- **EXERCICE A**
Répondez aux questions suivantes à partir du texte sur la SRC.
(i) Quel réseau américain diffusait chaque soir le bulletin de nouvelles de la CBC ?
(ii) Quelle firme a effectué le sondage mentionné dans le texte ?
(iii) Quel pourcentage des Canadiens qui regardaient seulement des bulletins de nouvelles canadiens approuvaient le refus du Canada de participer à la guerre ?
- **EXERCICE B**
Citez textuellement le passage du texte sur la SRC qui commence par « Je ne suis pas » et se termine par « une dérobade politique. ».

- **TEXTE DE LECTURE**

L'avantage, c'est que je suis absolument convaincu que grâce aux normes de qualité fixées par la SRC, les réseaux Global et CTV sont devenus meilleurs qu'ils ne le seraient autrement. La tragédie des États-Unis, c'est qu'ils n'ont pas de SRC. PBS est marginal, tandis que la SRC est un élément majeur de notre système. Ils n'ont pas aux États-Unis une SRC qui aurait poussé les réseaux privés à faire du meilleur travail et à présenter des reportages plus équilibrés sur cette guerre.

En conséquence, nous savons qu'un grand nombre d'Américains qui n'étaient pas prêts à croire leur gouvernement sur parole comme on le faisait dans les médias privés, qui n'aimaient pas la guerre et qui voulaient en savoir plus à ce sujet, ont syntonisé tous les soirs le réseau C-Span, qui diffusait chaque soir le bulletin de nouvelles de la CBC. C'est là que ces gens-là obtenaient leurs nouvelles. Beaucoup d'entre eux ont écrit aux commentateurs médiatiques du Canada pour leur dire à quel point ils étaient ravis de pouvoir obtenir de la véritable information sur la guerre grâce à la rediffusion du bulletin The National sur le réseau C-Span aux États-Unis, alors qu'ils n'avaient autrement aucun accès à une véritable information sur les principaux réseaux de télévision des États-Unis.

C'est pourquoi nous avons les statistiques suivantes, selon un sondage effectué il y a deux ou trois semaines par EKOS Research, à savoir que plus les Canadiens consommaient d'émissions de télévision canadiennes, plus ils avaient de chances d'appuyer la politique du gouvernement de non-intervention dans la guerre. À l'inverse, plus les Canadiens consommaient d'émissions de télévision américaines, plus ils appuyaient la position de George Bush. Les chiffres, soit dit en passant, sont les suivants: 75 p. 100 des Canadiens qui regardaient seulement des bulletins de nouvelles canadiens — et les statistiques nous apprennent que cela doit englober Global et CTV, pas seulement la SRC — approuvaient le refus du Canada de participer à la guerre, et 58 p. 100 de ceux qui regardaient seulement des émissions américaines croyaient que le Canada devrait adopter la version britanico-américaine.

Je ne suis pas venu ici pour faire l'éloge de la SRC. Je ne travaille pas pour la SRC. Je suis un ami d'Izzy Asper, pourvu que nous n'ayons pas à discuter de quoi que ce soit. Je suis un ami de Lloyd Robertson, Tom Clark et Bob Hurst. Je n'ai aucun intérêt et je n'ai absolument rien à gagner à dire tout cela. En fait, j'ai beaucoup d'objections à la SRC et à sa couverture. J'ai détesté le fait que la société ait pris la décision d'appeler les forces de l'envahisseur «la coalition». J'ai trouvé que c'était une dérobade politique.

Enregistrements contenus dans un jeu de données
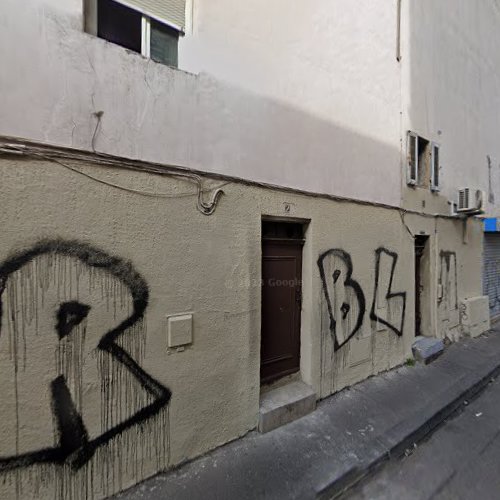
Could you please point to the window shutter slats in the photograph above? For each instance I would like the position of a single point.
(173, 12)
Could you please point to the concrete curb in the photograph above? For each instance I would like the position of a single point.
(349, 479)
(349, 435)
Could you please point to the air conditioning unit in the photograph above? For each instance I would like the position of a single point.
(471, 201)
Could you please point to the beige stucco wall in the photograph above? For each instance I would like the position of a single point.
(209, 266)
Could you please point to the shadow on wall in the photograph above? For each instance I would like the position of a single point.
(158, 114)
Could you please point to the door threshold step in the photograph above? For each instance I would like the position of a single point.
(285, 404)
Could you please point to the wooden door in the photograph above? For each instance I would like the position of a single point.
(281, 305)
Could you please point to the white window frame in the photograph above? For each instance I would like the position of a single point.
(412, 180)
(434, 185)
(91, 22)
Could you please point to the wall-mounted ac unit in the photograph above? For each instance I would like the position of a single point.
(471, 201)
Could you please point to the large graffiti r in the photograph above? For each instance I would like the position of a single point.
(32, 289)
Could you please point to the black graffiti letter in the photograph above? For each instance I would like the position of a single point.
(389, 297)
(345, 299)
(74, 444)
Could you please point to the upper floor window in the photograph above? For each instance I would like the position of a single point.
(149, 27)
(423, 162)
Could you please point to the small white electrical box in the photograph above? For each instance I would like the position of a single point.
(179, 330)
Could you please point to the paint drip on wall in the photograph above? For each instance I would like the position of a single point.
(81, 418)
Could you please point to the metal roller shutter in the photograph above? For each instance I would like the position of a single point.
(491, 271)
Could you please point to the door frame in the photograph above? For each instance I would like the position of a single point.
(305, 361)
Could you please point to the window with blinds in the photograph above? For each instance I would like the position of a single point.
(149, 27)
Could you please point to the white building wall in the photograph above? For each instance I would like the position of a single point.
(304, 96)
(451, 73)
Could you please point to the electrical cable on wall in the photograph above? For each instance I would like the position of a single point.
(205, 207)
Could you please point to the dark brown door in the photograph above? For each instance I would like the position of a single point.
(420, 242)
(281, 305)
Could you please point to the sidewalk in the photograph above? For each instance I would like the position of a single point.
(319, 455)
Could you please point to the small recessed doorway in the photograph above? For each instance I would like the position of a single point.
(282, 244)
(422, 270)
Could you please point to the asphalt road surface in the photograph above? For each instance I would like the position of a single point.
(461, 460)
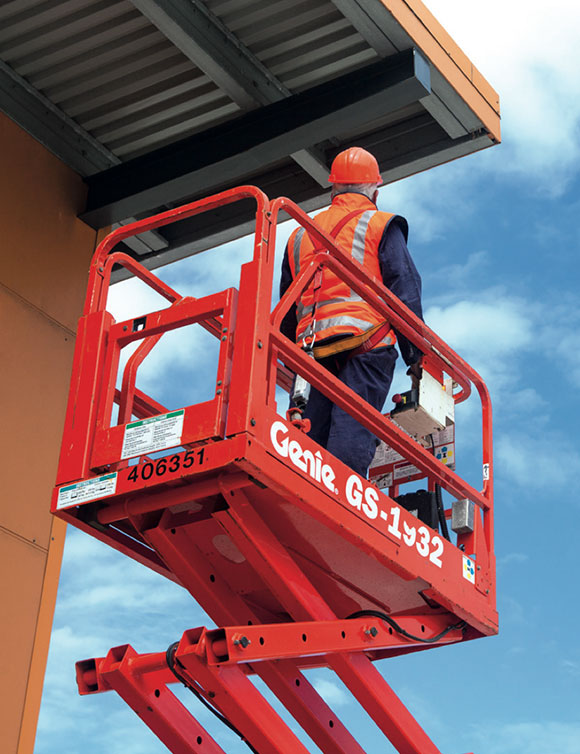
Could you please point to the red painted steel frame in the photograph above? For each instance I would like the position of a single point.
(276, 539)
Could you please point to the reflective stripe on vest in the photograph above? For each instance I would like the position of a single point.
(345, 313)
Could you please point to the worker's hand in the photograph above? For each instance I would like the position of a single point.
(415, 372)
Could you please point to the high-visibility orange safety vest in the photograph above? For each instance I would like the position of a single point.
(339, 310)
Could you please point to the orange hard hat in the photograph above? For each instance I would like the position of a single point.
(355, 165)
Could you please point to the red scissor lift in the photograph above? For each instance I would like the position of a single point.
(299, 561)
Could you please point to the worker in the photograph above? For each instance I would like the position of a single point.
(346, 335)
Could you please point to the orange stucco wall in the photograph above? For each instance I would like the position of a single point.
(44, 256)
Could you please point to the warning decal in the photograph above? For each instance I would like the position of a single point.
(468, 569)
(156, 433)
(90, 489)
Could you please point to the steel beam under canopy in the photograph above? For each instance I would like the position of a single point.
(207, 42)
(229, 152)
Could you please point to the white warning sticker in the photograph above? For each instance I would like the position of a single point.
(90, 489)
(155, 433)
(468, 569)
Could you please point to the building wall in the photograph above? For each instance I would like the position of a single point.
(45, 251)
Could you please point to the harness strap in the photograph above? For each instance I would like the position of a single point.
(318, 276)
(357, 344)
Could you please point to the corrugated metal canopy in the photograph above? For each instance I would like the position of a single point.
(144, 97)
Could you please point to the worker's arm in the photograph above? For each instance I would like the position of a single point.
(289, 323)
(402, 278)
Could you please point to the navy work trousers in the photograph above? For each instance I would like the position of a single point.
(369, 375)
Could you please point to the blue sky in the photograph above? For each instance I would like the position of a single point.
(496, 238)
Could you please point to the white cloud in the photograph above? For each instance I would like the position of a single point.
(332, 693)
(526, 54)
(545, 737)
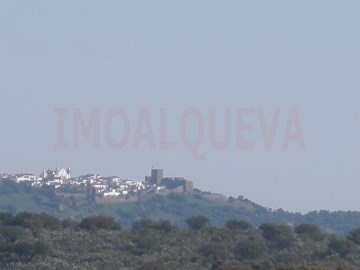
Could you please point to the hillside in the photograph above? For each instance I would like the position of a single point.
(40, 241)
(15, 198)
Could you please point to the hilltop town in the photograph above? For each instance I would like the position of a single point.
(100, 187)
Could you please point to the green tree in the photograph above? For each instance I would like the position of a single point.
(99, 222)
(355, 236)
(250, 249)
(235, 224)
(197, 222)
(278, 236)
(312, 230)
(339, 245)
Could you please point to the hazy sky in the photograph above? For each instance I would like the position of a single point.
(144, 56)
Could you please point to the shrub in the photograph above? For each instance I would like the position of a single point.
(198, 222)
(99, 222)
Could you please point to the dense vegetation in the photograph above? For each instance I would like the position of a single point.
(40, 241)
(15, 198)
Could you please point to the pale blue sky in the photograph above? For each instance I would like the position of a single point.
(181, 54)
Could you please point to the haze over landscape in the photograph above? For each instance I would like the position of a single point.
(162, 58)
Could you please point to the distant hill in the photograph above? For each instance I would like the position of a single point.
(15, 198)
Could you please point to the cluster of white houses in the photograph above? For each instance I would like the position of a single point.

- **RÉPONSE FINALE A**
(i) Le réseau C-Span.
(ii) EKOS Research.
(iii) 75 p. 100.

- **RÉPONSE FINALE B**
Je ne suis pas venu ici pour faire l'éloge de la SRC. Je ne travaille pas pour la SRC. Je suis un ami d'Izzy Asper, pourvu que nous n'ayons pas à discuter de quoi que ce soit. Je suis un ami de Lloyd Robertson, Tom Clark et Bob Hurst. Je n'ai aucun intérêt et je n'ai absolument rien à gagner à dire tout cela. En fait, j'ai beaucoup d'objections à la SRC et à sa couverture. J'ai détesté le fait que la société ait pris la décision d'appeler les forces de l'envahisseur «la coalition». J'ai trouvé que c'était une dérobade politique.